Rows from a pointing dataset:
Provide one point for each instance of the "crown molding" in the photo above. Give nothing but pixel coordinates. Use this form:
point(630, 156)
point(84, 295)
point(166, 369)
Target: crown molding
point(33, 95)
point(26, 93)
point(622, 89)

:: Stated exercise ::
Copy every line of the records above, requests included, and offset each pixel coordinate in the answer points by adding 71. The sample points within the requests stay unchanged.

:: Answer to this exercise ::
Provide one point for each instance of the "crown molding" in the photo above. Give nothing but pixel coordinates. Use this form:
point(630, 156)
point(84, 295)
point(166, 369)
Target: crown molding
point(104, 166)
point(97, 164)
point(693, 160)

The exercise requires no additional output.